EXCERPTED PASSAGE —
-- Opening Marker --
None of which is to say that the ire at ACES isn’t natural and even understandable. They aren’t likely to be penalized by MLBPA over it all, but one can see how it other agents might be bent out of shape. It is to say, though, that I’d be way more surprised if ACES’ competitors didn’t come after them than to see what they’re saying now. That would be truly unusual.
Jon Morosi of FOX Sports reports that the Tigers are in discussions with free agent starter Jordan Zimmermann. His sources have told him that the talks have become “serious”.
Zimmermann, 29, has a career 3.32 ERA across parts of seven seasons in the majors. He finished fifth in National League Cy Young Award balloting in 2014, finishing with a 2.66 ERA and a 182/29 K/BB ratio over 199 2/3 innings.
Among starters who have amassed at least 1,000 innings since 2009, only Cliff Lee, Dan Haren, Madison Bumgarner, and Zack Greinke have compiled a better strikeout-to-walk ratio than Zimmermann’s 4.09. While he doesn’t have the star power of other free agents such as Greinke or David Price, the Tigers would certainly improve their rotation by bringing him on board.
-- Closing Marker --
DATA FOR ANALYSIS —
-- Opening Marker --
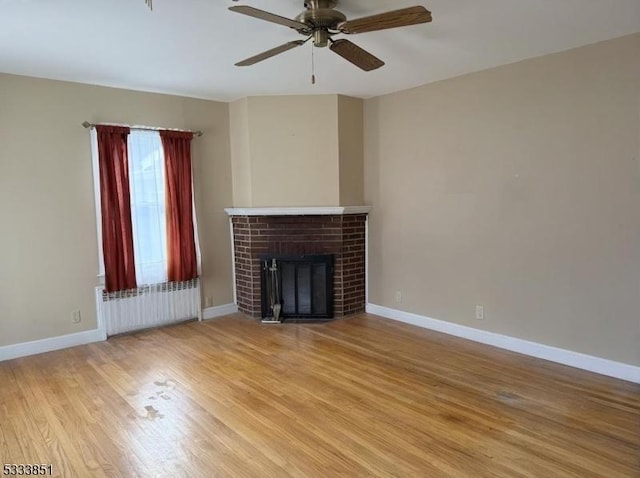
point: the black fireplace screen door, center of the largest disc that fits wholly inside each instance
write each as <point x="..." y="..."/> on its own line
<point x="304" y="285"/>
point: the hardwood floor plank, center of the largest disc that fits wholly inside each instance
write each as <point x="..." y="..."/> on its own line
<point x="357" y="397"/>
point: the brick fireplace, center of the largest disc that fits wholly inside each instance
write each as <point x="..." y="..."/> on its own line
<point x="340" y="231"/>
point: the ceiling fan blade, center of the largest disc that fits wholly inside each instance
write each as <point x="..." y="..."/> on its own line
<point x="356" y="55"/>
<point x="269" y="53"/>
<point x="269" y="17"/>
<point x="382" y="21"/>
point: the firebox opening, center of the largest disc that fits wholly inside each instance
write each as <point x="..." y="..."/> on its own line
<point x="297" y="287"/>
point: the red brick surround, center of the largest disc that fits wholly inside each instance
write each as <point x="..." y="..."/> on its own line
<point x="340" y="235"/>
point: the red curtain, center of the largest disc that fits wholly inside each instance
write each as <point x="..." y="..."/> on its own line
<point x="181" y="245"/>
<point x="117" y="236"/>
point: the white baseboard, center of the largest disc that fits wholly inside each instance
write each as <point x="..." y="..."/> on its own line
<point x="599" y="365"/>
<point x="219" y="311"/>
<point x="8" y="352"/>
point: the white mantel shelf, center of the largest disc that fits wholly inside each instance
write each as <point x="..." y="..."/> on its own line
<point x="297" y="211"/>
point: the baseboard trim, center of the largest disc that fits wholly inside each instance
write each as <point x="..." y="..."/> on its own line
<point x="599" y="365"/>
<point x="8" y="352"/>
<point x="219" y="311"/>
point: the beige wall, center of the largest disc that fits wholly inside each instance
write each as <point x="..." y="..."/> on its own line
<point x="351" y="150"/>
<point x="240" y="152"/>
<point x="48" y="251"/>
<point x="297" y="151"/>
<point x="517" y="188"/>
<point x="291" y="158"/>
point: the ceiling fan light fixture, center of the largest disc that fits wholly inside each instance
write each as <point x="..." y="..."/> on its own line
<point x="320" y="38"/>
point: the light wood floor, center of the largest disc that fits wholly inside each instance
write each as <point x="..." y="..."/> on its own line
<point x="356" y="397"/>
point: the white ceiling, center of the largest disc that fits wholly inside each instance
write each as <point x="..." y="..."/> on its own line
<point x="188" y="47"/>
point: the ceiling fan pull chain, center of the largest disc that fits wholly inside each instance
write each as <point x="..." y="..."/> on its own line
<point x="313" y="67"/>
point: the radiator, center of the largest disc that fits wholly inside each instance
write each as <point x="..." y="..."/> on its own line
<point x="148" y="306"/>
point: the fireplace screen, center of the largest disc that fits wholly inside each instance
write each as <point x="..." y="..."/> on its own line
<point x="297" y="287"/>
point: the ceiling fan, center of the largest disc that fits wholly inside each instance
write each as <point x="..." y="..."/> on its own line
<point x="320" y="22"/>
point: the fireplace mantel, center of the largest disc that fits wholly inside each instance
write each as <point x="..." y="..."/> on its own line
<point x="298" y="211"/>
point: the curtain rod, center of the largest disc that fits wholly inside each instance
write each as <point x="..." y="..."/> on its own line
<point x="86" y="124"/>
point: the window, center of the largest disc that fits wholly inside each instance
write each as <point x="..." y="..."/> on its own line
<point x="148" y="204"/>
<point x="148" y="213"/>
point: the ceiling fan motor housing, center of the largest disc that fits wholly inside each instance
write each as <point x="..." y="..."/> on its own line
<point x="321" y="17"/>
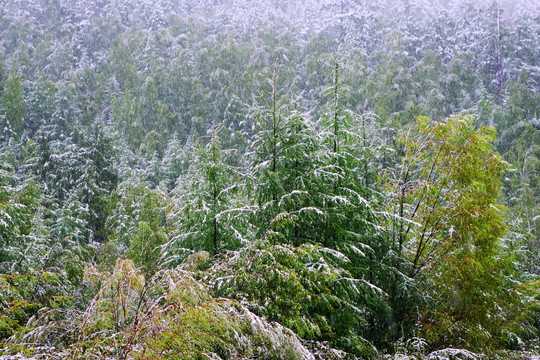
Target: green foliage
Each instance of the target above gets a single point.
(137, 226)
(12, 114)
(307, 289)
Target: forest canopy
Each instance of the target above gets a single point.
(233, 179)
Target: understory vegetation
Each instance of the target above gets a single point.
(269, 179)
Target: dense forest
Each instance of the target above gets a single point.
(269, 179)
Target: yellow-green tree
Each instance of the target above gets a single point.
(449, 228)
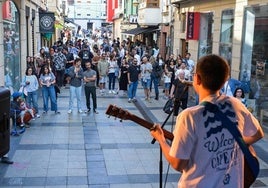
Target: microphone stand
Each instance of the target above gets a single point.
(160, 153)
(162, 126)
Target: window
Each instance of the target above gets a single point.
(226, 35)
(152, 4)
(183, 22)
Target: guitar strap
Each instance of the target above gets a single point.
(232, 128)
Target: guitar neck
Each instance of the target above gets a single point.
(149, 125)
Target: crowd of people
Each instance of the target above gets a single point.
(126, 62)
(93, 65)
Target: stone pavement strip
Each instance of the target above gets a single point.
(95, 151)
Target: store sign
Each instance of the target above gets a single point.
(260, 68)
(46, 21)
(193, 25)
(6, 10)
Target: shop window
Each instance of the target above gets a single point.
(254, 57)
(152, 4)
(205, 34)
(226, 35)
(11, 44)
(183, 22)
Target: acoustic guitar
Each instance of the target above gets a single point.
(122, 114)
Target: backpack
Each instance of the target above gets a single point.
(85, 55)
(59, 62)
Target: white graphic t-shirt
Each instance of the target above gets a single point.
(215, 159)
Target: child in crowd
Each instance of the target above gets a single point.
(24, 109)
(239, 94)
(167, 82)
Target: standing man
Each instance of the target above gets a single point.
(86, 56)
(133, 80)
(59, 62)
(90, 77)
(76, 76)
(200, 139)
(146, 70)
(103, 66)
(179, 91)
(69, 62)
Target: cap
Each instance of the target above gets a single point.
(15, 95)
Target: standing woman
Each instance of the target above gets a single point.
(111, 73)
(171, 69)
(123, 80)
(240, 95)
(30, 63)
(30, 83)
(76, 75)
(47, 80)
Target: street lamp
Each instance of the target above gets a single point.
(136, 4)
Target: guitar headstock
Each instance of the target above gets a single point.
(115, 111)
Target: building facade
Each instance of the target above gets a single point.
(236, 30)
(21, 36)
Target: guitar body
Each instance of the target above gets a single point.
(249, 177)
(27, 117)
(115, 111)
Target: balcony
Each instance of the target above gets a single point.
(149, 16)
(180, 1)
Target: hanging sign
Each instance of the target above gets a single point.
(46, 21)
(193, 25)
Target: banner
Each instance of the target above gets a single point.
(46, 20)
(193, 25)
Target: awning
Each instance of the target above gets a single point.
(68, 20)
(140, 30)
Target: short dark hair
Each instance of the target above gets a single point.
(213, 71)
(243, 93)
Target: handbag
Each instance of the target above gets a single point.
(252, 166)
(168, 108)
(23, 90)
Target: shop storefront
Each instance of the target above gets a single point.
(254, 52)
(11, 43)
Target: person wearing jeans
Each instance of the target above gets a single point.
(47, 80)
(133, 80)
(76, 75)
(90, 77)
(30, 83)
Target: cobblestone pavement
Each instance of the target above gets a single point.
(96, 151)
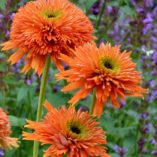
-- Closing Marker --
REQUIREMENT — Using the baseball news excerpt, explain in one to three sentences why signing Jordan Zimmermann would improve the Tigers' rotation.

TASK ANSWER — Zimmermann has a career 3.32 ERA over parts of seven major league seasons, and in 2014 he finished fifth in National League Cy Young Award voting with a 2.66 ERA and a 182/29 K/BB ratio over 199 2/3 innings. Among starters with at least 1,000 innings since 2009, only Cliff Lee, Dan Haren, Madison Bumgarner, and Zack Greinke have a better strikeout-to-walk ratio than his 4.09.